Stored data entries
= = = =
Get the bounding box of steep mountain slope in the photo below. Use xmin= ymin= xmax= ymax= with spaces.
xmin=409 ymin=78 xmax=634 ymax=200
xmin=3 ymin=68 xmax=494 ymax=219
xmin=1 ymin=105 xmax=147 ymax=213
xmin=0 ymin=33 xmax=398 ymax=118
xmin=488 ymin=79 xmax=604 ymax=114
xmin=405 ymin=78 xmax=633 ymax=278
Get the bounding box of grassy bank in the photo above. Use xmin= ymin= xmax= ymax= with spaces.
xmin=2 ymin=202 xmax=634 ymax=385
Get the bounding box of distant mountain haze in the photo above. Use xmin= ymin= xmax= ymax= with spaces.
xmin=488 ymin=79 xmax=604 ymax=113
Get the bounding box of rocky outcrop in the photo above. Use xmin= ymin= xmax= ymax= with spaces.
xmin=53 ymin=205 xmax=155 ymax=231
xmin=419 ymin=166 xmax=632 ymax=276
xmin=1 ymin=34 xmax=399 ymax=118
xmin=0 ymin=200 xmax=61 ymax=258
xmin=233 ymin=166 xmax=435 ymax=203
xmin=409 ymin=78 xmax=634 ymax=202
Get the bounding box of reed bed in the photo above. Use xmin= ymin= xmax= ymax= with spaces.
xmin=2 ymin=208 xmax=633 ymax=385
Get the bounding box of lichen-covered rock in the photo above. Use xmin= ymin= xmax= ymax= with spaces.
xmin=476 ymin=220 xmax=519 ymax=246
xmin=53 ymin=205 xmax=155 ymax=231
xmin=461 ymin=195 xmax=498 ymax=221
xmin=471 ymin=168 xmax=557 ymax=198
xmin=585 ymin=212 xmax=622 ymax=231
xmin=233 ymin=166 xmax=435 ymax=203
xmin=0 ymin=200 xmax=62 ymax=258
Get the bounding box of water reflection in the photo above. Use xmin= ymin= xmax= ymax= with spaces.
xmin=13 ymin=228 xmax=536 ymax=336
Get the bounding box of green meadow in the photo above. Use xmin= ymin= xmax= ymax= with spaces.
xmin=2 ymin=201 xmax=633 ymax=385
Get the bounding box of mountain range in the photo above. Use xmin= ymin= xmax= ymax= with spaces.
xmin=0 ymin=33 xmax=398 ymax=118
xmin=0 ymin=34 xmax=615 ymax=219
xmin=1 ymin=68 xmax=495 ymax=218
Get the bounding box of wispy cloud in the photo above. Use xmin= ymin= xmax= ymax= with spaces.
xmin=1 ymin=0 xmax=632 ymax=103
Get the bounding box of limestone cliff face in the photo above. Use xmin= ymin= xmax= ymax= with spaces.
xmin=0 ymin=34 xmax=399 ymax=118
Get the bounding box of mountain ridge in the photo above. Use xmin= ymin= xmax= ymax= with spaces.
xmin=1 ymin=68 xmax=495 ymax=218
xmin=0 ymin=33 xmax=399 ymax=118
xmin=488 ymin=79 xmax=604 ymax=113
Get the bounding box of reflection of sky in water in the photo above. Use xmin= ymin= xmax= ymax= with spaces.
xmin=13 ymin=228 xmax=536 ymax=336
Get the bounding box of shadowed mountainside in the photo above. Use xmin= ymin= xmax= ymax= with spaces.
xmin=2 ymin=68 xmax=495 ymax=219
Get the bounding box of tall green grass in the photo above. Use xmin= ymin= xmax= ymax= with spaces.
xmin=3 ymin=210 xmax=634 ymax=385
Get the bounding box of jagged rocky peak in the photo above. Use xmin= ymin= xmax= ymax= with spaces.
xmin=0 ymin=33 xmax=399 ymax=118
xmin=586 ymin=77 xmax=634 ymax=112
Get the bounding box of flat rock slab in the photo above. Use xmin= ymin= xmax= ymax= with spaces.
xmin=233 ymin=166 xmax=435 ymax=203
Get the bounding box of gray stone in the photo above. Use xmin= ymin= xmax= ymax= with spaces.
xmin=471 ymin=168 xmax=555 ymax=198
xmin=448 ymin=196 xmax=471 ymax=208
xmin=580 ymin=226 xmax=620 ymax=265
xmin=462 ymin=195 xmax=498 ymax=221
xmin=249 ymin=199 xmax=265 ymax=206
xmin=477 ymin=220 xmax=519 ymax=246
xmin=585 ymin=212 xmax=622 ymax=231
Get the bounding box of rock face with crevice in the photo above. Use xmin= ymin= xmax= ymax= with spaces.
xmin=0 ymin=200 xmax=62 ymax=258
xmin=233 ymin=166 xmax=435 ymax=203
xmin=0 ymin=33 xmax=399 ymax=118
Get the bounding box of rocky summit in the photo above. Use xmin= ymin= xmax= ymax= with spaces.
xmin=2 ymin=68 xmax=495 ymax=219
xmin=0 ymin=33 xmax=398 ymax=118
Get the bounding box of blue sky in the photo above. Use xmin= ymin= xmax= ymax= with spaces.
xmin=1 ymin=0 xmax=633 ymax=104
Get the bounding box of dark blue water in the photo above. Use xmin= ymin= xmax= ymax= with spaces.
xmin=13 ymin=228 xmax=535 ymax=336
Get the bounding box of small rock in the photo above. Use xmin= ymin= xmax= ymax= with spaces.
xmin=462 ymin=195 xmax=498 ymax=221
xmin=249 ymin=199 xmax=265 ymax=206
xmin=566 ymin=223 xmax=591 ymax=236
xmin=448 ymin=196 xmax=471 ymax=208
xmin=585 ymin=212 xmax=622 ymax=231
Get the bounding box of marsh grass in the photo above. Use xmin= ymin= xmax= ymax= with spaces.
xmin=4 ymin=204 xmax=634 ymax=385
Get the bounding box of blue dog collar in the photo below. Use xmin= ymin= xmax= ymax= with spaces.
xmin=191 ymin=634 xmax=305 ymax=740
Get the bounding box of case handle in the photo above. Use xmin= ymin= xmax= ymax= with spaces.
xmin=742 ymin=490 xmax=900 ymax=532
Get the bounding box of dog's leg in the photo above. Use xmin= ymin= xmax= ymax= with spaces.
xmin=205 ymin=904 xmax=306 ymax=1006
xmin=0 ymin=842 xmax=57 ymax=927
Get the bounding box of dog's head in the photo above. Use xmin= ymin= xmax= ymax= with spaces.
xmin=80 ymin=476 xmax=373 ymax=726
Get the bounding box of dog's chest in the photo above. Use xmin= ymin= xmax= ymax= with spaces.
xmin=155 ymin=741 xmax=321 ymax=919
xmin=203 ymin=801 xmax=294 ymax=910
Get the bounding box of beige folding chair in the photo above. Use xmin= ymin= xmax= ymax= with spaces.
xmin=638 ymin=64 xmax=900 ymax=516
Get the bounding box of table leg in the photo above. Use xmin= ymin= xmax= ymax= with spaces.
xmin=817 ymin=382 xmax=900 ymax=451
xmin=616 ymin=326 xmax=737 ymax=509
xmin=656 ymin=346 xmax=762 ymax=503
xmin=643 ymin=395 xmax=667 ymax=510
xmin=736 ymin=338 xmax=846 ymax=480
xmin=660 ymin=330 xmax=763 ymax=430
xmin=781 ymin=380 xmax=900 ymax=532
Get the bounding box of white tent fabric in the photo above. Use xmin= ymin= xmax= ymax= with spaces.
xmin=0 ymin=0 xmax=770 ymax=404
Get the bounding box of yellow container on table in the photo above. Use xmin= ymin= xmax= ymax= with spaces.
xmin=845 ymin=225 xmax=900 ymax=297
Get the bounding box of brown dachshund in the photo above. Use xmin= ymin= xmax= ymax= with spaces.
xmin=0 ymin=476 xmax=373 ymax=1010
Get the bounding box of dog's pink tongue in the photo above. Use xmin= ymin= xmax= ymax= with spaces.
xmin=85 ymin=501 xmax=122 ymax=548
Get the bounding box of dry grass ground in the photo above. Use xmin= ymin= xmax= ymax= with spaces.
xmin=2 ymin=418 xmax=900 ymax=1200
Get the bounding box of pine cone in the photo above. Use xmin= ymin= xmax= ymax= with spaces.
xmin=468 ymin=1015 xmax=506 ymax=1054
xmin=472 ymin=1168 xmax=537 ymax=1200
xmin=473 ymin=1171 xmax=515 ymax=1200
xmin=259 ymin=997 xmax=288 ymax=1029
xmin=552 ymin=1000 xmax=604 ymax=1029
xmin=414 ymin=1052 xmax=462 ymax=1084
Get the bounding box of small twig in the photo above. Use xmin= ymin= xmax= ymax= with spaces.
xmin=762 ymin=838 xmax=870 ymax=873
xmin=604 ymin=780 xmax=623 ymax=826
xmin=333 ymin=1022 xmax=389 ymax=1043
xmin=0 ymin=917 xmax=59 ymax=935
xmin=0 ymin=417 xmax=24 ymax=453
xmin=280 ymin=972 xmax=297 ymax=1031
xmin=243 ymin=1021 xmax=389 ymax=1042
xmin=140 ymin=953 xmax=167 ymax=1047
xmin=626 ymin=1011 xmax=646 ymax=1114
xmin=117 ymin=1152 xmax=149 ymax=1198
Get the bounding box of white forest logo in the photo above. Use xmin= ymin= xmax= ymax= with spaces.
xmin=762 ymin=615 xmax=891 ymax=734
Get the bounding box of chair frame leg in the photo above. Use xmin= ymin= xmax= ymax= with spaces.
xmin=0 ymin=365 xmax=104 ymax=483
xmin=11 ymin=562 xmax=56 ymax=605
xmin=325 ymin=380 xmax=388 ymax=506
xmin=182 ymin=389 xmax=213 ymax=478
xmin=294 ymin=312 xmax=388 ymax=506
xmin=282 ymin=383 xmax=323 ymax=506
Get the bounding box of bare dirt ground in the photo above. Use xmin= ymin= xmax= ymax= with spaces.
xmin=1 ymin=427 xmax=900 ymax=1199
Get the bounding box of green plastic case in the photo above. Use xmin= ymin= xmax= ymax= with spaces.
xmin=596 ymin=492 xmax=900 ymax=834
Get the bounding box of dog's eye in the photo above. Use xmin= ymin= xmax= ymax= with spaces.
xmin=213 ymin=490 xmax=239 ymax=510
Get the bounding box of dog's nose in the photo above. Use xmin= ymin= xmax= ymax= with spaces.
= = = =
**What you have to do**
The answer should be an exact copy of the lines from the one containing "Get the bounding box of small twig" through the last line of the entries, both included.

**Response**
Get the bounding box of small twig in the photo above. Use xmin= ymin= xmax= ymax= with spaces.
xmin=762 ymin=838 xmax=870 ymax=873
xmin=604 ymin=780 xmax=623 ymax=826
xmin=333 ymin=1022 xmax=389 ymax=1043
xmin=0 ymin=917 xmax=59 ymax=935
xmin=0 ymin=417 xmax=24 ymax=453
xmin=280 ymin=972 xmax=297 ymax=1031
xmin=243 ymin=1021 xmax=389 ymax=1042
xmin=140 ymin=953 xmax=167 ymax=1047
xmin=626 ymin=1011 xmax=646 ymax=1114
xmin=117 ymin=1152 xmax=149 ymax=1198
Get the bounding box of white forest logo in the photo above. Use xmin= ymin= xmax= ymax= with spaces.
xmin=762 ymin=615 xmax=891 ymax=734
Get the bounding box of chair frame leg in the photo above. Use xmin= ymin= xmax= ymax= with spaces.
xmin=0 ymin=365 xmax=104 ymax=483
xmin=11 ymin=562 xmax=56 ymax=605
xmin=325 ymin=380 xmax=388 ymax=506
xmin=182 ymin=389 xmax=213 ymax=478
xmin=294 ymin=312 xmax=388 ymax=506
xmin=282 ymin=383 xmax=323 ymax=506
Get the bounding box of bare dirt ground in the photo above. Use xmin= ymin= xmax= ymax= with spaces.
xmin=1 ymin=427 xmax=900 ymax=1199
Get the bounding box of green plastic case in the photo above. Use xmin= ymin= xmax= ymax= with spaces.
xmin=596 ymin=492 xmax=900 ymax=834
Get the bounding box of dog's eye in the photo above. Use xmin= ymin= xmax= ymax= with spaces.
xmin=213 ymin=490 xmax=239 ymax=510
Get the bounding box of dog's nose in the photo above. Use xmin= ymin= xmax= ymax= with spaces.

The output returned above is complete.